** Exercise **
Please update the listing below, changing "orb" to "sphere" and keeping everything else the same. Leave the pictures out of your answer.

┄┄┄┄┄┄┄┄┄┄

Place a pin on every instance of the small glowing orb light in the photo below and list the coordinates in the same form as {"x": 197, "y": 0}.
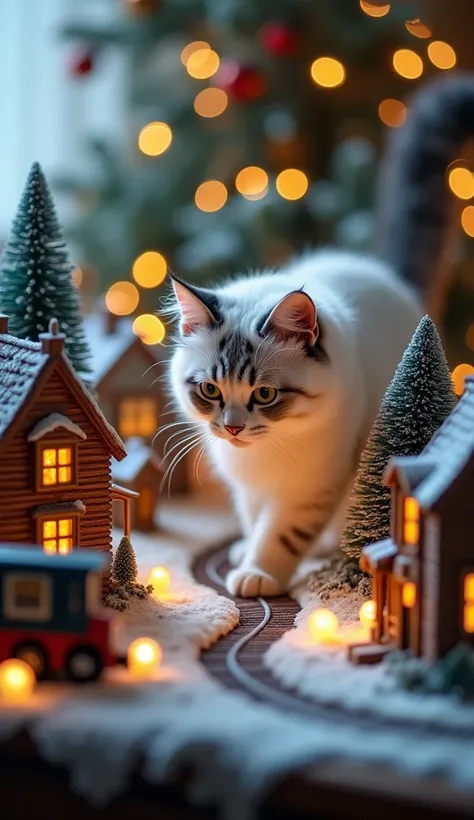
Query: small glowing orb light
{"x": 367, "y": 614}
{"x": 323, "y": 625}
{"x": 17, "y": 680}
{"x": 144, "y": 657}
{"x": 160, "y": 578}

┄┄┄┄┄┄┄┄┄┄

** Expected answer **
Place a pin on every instance of the small glowing sphere light in the photo below and list the coordinates in the same form as {"x": 197, "y": 0}.
Query: small glowing sphere light
{"x": 367, "y": 614}
{"x": 323, "y": 625}
{"x": 17, "y": 680}
{"x": 144, "y": 657}
{"x": 160, "y": 578}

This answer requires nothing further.